_Requirements_: Pick up the annual general meeting notice from its final sentence and carry it forward in the same formal style.
--- start Document passage ---
PAX GLOBAL TECHNOLOGY LIMITED

百 富 環 球 科 技 有 限 公 司*

(Incorporated in Bermuda with limited liability)

(Stock code: 327)

NOTICE OF 2021 ANNUAL GENERAL MEETING

NOTICE IS HEREBY GIVEN that an annual general meeting of PAX Global Technology Limited (the "Company") will be held at Room 2504, 25th Floor, Sun Hung Kai Centre, 30 Harbour Road, Wanchai, Hong Kong on Tuesday, 18 May 2021 at 9:30 a.m. for the following purposes:

  1. To receive and adopt the audited consolidated financial statements of the Company, the report of the directors of the Company (the "Directors") and the report of the auditor of the Company for the year ended 31 December 2020;
  2. To declare a final dividend of HK$0.10 per ordinary share for the year ended 31 December 2020;
  3. To re-elect Mr. Lu Jie as a Director;
  4. To re-elect Mr. Man Kwok Kuen, Charles as a Director;
  5. To authorise the Board of Directors to fix the remuneration of the Directors;
  6. To re-appoint PricewaterhouseCoopers as the auditor of the Company and to authorise the Board of Directors to fix its remuneration;
  • For identification purpose only

1

As special business, to consider and, if thought fit, pass with or without modifications, the following resolutions as ordinary resolutions of the Company:

ORDINARY RESOLUTIONS

7. "THAT:

  1. subject to paragraph (b) of this resolution, the exercise by the Directors during the Relevant Period (as hereinafter defined) of all the powers of the Company to allot, issue and deal with additional shares of the Company and to make or grant offers, agreements and options (including warrants, bonds, notes and other securities which carry rights to subscribe for or are convertible into shares of the Company) which would or might require the exercise of such powers during or after the end of the Relevant Period be and is hereby generally and unconditionally approved;
  2. the total number of shares allotted, issued and dealt with or agreed conditionally or unconditionally to be allotted, issued and dealt with (whether pursuant to options or otherwise) by the Directors pursuant to the approval in paragraph (a) of this resolution, otherwise than pursuant to (i) a Rights Issue (as hereinafter defined); or (ii) the exercise of any option granted under the share option scheme of the Company or similar arrangement for the time being adopted for the grant or issue to officers and/or employees of the Company and/or any of its subsidiaries of shares or rights to acquire shares of the Company; or (iii) any scrip dividend or similar arrangement providing for the allotment of shares in lieu of the whole or part of a dividend on shares of the Company in accordance with the bye-laws of the Company in force; or (iv) an issue of shares in the Company upon the exercise of rights of subscription or conversion under the terms of any existing warrants or securities of the Company which carry rights to subscribe for or are convertible into shares of the Company, shall not exceed 20% of the total number of shares of the Company in issue as at the date of the passing of this resolution and the said approval shall be limited accordingly; and
  3. for the purpose of this resolution, "Relevant Period" means the period from the date of the passing of this resolution until whichever is the earliest of:
    1. the conclusion of the next annual general meeting of the Company;
    2. the expiry of the period within which the next annual general meeting of the Company is required by law or the bye-laws of the Company to be held; and
    3. the passing of an ordinary resolution by the shareholders of the Company in a general meeting revoking or varying the authority given to the Directors by this resolution.
--- end Document passage ---
--- start Data extract ---
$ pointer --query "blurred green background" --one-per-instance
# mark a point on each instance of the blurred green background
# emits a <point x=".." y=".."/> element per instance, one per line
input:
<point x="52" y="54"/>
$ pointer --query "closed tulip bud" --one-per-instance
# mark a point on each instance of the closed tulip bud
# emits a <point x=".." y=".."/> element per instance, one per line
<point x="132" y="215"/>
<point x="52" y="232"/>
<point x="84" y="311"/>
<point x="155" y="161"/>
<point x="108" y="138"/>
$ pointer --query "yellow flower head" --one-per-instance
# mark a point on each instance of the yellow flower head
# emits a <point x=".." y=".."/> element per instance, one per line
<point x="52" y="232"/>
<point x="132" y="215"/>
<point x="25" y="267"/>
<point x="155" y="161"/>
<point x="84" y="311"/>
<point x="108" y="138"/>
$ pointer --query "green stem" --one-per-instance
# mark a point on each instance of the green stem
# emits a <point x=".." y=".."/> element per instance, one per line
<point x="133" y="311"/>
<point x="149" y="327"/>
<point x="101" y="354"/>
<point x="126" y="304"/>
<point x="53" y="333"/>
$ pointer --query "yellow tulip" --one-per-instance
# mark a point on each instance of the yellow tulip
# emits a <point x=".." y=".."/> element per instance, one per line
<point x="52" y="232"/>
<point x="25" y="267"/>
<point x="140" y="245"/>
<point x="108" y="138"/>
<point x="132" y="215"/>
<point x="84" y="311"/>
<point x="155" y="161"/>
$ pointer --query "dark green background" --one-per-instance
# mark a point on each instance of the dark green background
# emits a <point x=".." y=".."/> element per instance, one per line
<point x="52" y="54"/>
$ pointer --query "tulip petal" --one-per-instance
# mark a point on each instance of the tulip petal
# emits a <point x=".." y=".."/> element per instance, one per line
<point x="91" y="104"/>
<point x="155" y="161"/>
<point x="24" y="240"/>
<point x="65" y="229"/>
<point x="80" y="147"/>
--- end Data extract ---
_Expected answer_:
2

"Rights Issue" means an offer of shares of the Company or issue of option, warrants or other securities giving the right to subscribe and/or exchange for shares of the Company, open for a period fixed by the Directors to the holders of shares of the Company, or any class thereof, whose names appear on the register of members of the Company (and, where appropriate, to holders of other securities of the Company entitled to the offer) on a fixed record date in proportion to their holdings of such shares (or, where appropriate, such other securities) as at that date (subject to such exclusions or other arrangements as the Directors may deem necessary or expedient in relation to fractional entitlements or having regard to any restrictions or obligations under the laws of, or the requirements of any recognised regulatory body or any stock exchange in, any territory outside Hong Kong applicable to the Company)."

8. "THAT:

  1. subject to paragraph (b) of this resolution, the exercise by the Directors during the Relevant Period (as hereinafter defined) of all powers of the Company to repurchase shares of the Company on The Stock Exchange of Hong Kong Limited (the "Stock Exchange") or on any other stock exchange on which the shares of the Company may be listed and recognised by the Securities and Futures Commission of Hong Kong (the "Securities and Futures Commission") and the Stock Exchange for such purpose, subject to and in accordance with the rules and regulations of the Securities and Futures Commission, the Stock Exchange or any other stock exchange as amended from time to time and all applicable laws in this regard, be and is hereby generally and unconditionally approved;
  2. the total number of shares of the Company authorised to be repurchased by the Company pursuant to the approval in paragraph (a) of this resolution during the Relevant Period shall not exceed 10% of the total number of shares of the Company in issue as at the date of the passing of this resolution, and the said approval shall be limited accordingly; and
  3. for the purpose of this resolution, "Relevant Period" means the period from the date of the passing of this resolution until whichever is the earliest of:
    1. the conclusion of the next annual general meeting of the Company;
    2. the expiry of the period within which the next annual general meeting of the Company is required by law or the bye-laws of the Company to be held; and
    3. the passing of an ordinary resolution by the shareholders of the Company in a general meeting revoking or varying the authority given to the Directors by this resolution."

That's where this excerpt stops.